Task
Print all of the data exactly.

Dataset records
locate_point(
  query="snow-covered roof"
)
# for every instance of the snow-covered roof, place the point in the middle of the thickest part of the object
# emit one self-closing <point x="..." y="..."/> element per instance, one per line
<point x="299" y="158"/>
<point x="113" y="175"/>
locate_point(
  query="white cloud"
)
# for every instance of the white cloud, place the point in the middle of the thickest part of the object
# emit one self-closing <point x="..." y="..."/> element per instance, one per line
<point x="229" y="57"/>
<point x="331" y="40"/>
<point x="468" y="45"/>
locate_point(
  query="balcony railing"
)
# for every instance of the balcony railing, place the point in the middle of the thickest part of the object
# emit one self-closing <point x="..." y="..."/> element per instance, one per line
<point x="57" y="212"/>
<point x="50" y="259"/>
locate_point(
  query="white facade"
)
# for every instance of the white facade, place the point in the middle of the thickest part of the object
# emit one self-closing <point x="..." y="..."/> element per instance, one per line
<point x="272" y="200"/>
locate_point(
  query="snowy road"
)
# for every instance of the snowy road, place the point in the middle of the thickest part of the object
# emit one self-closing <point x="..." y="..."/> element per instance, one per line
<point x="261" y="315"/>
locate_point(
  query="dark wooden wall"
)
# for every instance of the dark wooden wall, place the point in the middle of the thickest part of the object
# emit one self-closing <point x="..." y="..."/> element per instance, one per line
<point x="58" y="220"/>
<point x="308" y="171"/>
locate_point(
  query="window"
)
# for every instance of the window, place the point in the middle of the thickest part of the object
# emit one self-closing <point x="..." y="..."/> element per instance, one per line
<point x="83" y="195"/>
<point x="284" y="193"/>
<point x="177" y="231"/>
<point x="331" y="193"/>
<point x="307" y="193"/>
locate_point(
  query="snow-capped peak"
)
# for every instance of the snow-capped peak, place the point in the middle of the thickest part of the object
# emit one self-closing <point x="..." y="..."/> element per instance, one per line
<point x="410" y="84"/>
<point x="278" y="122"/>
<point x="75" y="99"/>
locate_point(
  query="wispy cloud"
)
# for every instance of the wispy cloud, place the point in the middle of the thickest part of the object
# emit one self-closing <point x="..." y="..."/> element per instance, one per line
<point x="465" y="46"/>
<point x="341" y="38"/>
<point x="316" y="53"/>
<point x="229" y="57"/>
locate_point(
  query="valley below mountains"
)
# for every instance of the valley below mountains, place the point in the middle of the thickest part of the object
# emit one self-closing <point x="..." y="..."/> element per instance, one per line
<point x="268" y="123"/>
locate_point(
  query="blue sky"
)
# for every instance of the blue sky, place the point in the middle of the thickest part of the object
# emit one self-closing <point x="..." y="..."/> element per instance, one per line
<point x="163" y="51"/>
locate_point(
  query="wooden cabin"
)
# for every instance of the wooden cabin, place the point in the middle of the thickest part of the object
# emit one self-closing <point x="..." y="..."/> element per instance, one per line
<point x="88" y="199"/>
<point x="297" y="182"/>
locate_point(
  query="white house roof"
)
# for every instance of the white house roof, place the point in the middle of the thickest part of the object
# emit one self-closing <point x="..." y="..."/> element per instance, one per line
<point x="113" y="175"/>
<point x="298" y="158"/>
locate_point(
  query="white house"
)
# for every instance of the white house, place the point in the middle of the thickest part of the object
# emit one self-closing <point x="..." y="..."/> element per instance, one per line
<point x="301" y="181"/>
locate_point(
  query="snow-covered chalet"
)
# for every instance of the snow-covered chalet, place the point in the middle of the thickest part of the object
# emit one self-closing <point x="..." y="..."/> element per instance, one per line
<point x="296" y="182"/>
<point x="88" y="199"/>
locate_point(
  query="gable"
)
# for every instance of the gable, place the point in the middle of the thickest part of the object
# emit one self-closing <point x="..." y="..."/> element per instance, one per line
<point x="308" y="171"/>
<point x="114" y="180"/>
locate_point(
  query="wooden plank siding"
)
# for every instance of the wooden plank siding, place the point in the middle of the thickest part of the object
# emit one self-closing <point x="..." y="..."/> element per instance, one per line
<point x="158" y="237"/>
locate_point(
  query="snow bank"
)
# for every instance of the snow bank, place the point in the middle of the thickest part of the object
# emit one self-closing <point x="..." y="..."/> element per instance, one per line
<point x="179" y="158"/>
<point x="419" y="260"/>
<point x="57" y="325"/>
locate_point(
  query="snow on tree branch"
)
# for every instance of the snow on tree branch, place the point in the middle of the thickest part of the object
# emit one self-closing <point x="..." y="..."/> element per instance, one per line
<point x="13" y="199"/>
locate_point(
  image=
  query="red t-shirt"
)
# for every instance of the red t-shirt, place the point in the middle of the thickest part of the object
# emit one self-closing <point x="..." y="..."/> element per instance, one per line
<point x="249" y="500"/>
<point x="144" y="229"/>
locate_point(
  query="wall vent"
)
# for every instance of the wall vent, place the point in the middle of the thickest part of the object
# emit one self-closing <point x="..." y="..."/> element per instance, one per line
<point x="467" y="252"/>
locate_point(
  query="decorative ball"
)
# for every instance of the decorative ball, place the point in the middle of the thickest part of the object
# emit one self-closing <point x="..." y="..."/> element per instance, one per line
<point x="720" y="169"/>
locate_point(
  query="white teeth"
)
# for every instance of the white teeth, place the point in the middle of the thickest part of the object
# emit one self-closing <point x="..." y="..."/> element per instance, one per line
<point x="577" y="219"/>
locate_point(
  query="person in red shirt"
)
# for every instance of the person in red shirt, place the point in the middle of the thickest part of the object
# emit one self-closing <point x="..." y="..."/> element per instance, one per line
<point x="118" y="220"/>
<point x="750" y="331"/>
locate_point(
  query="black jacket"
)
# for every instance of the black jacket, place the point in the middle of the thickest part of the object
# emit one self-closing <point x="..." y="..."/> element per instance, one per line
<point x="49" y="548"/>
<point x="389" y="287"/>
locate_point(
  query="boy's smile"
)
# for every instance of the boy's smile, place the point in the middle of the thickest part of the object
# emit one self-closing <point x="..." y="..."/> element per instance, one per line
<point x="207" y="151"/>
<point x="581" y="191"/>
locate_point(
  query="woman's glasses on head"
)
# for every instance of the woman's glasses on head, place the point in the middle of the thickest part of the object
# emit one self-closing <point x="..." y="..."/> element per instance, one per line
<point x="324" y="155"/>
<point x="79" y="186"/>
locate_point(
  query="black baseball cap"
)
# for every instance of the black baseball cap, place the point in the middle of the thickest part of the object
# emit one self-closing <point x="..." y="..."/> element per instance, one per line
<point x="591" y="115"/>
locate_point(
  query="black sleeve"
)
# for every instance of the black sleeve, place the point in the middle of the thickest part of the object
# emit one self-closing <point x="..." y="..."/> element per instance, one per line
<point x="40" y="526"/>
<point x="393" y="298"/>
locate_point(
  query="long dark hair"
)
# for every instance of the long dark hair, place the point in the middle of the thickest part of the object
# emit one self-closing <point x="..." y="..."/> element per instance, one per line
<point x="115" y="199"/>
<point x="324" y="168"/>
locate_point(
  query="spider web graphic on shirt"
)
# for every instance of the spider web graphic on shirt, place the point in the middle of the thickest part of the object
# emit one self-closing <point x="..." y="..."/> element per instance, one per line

Response area
locate_point(
  query="snow-covered roof"
)
# for every instance of the snow-covered roof, place the point in the middle of the thickest part of the object
# emit one self-closing <point x="..." y="..."/> element per instance, one per line
<point x="299" y="158"/>
<point x="113" y="175"/>
locate_point(
  query="white cloud"
)
# for every instance of the white cloud, place the point in the middle of the thickest part of the object
# emit one self-closing <point x="..." y="..."/> element per instance, one per line
<point x="229" y="57"/>
<point x="331" y="40"/>
<point x="468" y="45"/>
locate_point(
  query="balcony railing"
)
# for every instance of the balcony railing, place the point in the middle of the thickest part of the object
# emit one self-closing <point x="..." y="..."/> element per instance, one per line
<point x="57" y="212"/>
<point x="50" y="259"/>
locate_point(
  query="white facade"
)
# for every instance of the white facade, place the point in the middle of the thickest part of the object
# emit one self-closing <point x="..." y="..."/> element per instance, one per line
<point x="272" y="200"/>
locate_point(
  query="snowy road"
)
# for every instance of the snowy road, place the point in the middle of the thickest part of the object
# emit one self-closing <point x="..." y="..."/> element per instance, one per line
<point x="261" y="315"/>
locate_point(
  query="dark wooden wall"
)
# for every instance of the dark wooden wall, place the point in the middle of the thickest part of the object
# emit one self-closing <point x="..." y="..."/> element per instance, one per line
<point x="58" y="220"/>
<point x="308" y="171"/>
locate_point(
  query="window"
)
# for every instance of the window, place the point in the middle of the thickest part of the object
# emit one self-closing <point x="..." y="..."/> element per instance, one per line
<point x="83" y="195"/>
<point x="284" y="193"/>
<point x="177" y="231"/>
<point x="331" y="193"/>
<point x="307" y="193"/>
locate_point(
  query="snow-capped peak"
)
# for every instance of the snow-capped peak, place the point in the middle of the thickest part of the object
# emit one self-closing <point x="..." y="..."/> element per instance, one per line
<point x="410" y="84"/>
<point x="278" y="122"/>
<point x="75" y="99"/>
locate_point(
  query="wispy cloud"
)
# for every instance of the wispy cloud, place the point in the middle of the thickest part of the object
# emit one self-closing <point x="..." y="..."/> element per instance, one per line
<point x="465" y="46"/>
<point x="341" y="38"/>
<point x="316" y="53"/>
<point x="229" y="57"/>
locate_point(
  query="valley below mountains"
)
# for every instance of the valley below mountains, place the point in the middle of the thickest part of the object
# emit one self-closing <point x="..." y="..."/> element per instance, one per line
<point x="268" y="123"/>
locate_point(
  query="blue sky"
)
# for every instance of the blue sky, place the point in the middle of the thickest part of the object
# emit one self-closing <point x="..." y="..."/> element per instance, one per line
<point x="163" y="51"/>
locate_point(
  query="wooden cabin"
)
# for every instance of the wooden cabin, place the point in the middle of the thickest part of the object
# emit one self-closing <point x="..." y="..."/> element per instance, one per line
<point x="88" y="199"/>
<point x="297" y="182"/>
locate_point(
  query="white house roof"
)
# for every instance of the white house roof, place the point in the middle of the thickest part of the object
# emit one self-closing <point x="..." y="..."/> element per instance, one per line
<point x="113" y="175"/>
<point x="298" y="158"/>
locate_point(
  query="white house"
)
# for every instance of the white house, place the point in the middle of the thickest part of the object
# emit one self-closing <point x="..." y="..."/> element per instance, one per line
<point x="301" y="181"/>
locate_point(
  query="snow-covered chalet"
)
# for every instance of the snow-covered chalet, place the point in the middle of the thickest part of the object
# emit one self-closing <point x="..." y="..."/> element per instance, one per line
<point x="296" y="182"/>
<point x="88" y="199"/>
locate_point(
  query="gable"
)
# for every instance of the gable, place the point in the middle of the thickest part of the object
# emit one self-closing <point x="..." y="..."/> element per instance, one per line
<point x="308" y="171"/>
<point x="114" y="180"/>
locate_point(
  query="wooden plank siding"
)
# for every instance of the wooden plank siding, place the point in the middle of the thickest part of the object
# emit one self-closing <point x="..." y="..."/> element per instance, one per line
<point x="158" y="237"/>
locate_point(
  query="snow bank"
)
# for every instance of the snow bank, place the point in the middle of the thickest part of the object
# emit one self-closing <point x="..." y="..."/> element per instance, one per line
<point x="179" y="158"/>
<point x="419" y="260"/>
<point x="57" y="325"/>
locate_point(
  query="snow on tree branch"
)
# for every instance of the snow on tree branch, place the point in the middle of the thickest part of the object
# emit one self-closing <point x="..." y="..."/> element per instance, one per line
<point x="13" y="199"/>
locate_point(
  image=
  query="red t-shirt"
)
# for every instance of the red t-shirt, place the point in the middle of the thickest part of the object
# emit one self-closing <point x="..." y="..."/> element per instance, one per line
<point x="249" y="500"/>
<point x="144" y="229"/>
locate_point(
  query="wall vent"
)
# for every instance of the wall vent, place the point in the middle of the thickest part of the object
# emit one self-closing <point x="..." y="..."/> element per instance, one per line
<point x="467" y="252"/>
locate_point(
  query="decorative ball"
)
# for every instance of the decorative ball, place the point in the middle of the thickest part of the object
# emit one self-closing <point x="..." y="..."/> element per instance, one per line
<point x="720" y="169"/>
locate_point(
  query="white teeth"
)
# for every instance of the white teeth, place the point in the middle of the thickest part of the object
# emit one self-closing <point x="..." y="..."/> element per instance, one per line
<point x="577" y="219"/>
locate_point(
  query="person in red shirt"
)
# for every instance of the person in red shirt, place the point in the middle of the thickest part of the object
# emit one self-closing <point x="..." y="..."/> element per instance, one per line
<point x="118" y="220"/>
<point x="750" y="331"/>
locate_point(
  query="black jacket"
)
# for every instance of the black jacket, place the point in the middle of the thickest part of the object
# emit one self-closing <point x="..." y="..."/> element per instance, one per line
<point x="49" y="548"/>
<point x="389" y="287"/>
locate_point(
  query="boy's smile"
)
# for every instance of the boy's smile, place the point in the middle of the thickest part of the object
# emit one self-closing <point x="..." y="..."/> element per instance, one per line
<point x="207" y="151"/>
<point x="581" y="191"/>
locate_point(
  query="woman's glasses on head"
)
# for every instance of the woman's glasses on head, place the point in the middle of the thickest part of the object
# emit one self-closing <point x="..." y="..."/> element per instance, one per line
<point x="324" y="155"/>
<point x="79" y="186"/>
locate_point(
  query="black baseball cap"
)
# for every instance of the black baseball cap, place the point in the middle of the thickest part of the object
# emit one self-closing <point x="..." y="..."/> element per instance, one per line
<point x="591" y="115"/>
locate_point(
  query="black sleeve"
)
# for every instance of the black sleeve, place the point in the middle of the thickest part of the object
# emit one self-closing <point x="..." y="..."/> element per instance, one per line
<point x="40" y="526"/>
<point x="393" y="298"/>
locate_point(
  query="long dark hair"
)
# for every instance of the long dark hair, place the point in the middle of the thickest part of the object
# emit one self-closing <point x="..." y="..."/> element per instance, one per line
<point x="115" y="199"/>
<point x="324" y="168"/>
locate_point(
  query="spider web graphic on shirt"
)
# for every instance of the spider web graphic on shirt, place the point in the middle of the thickest part of the object
# emit one self-closing <point x="..." y="..."/> element per instance, one per line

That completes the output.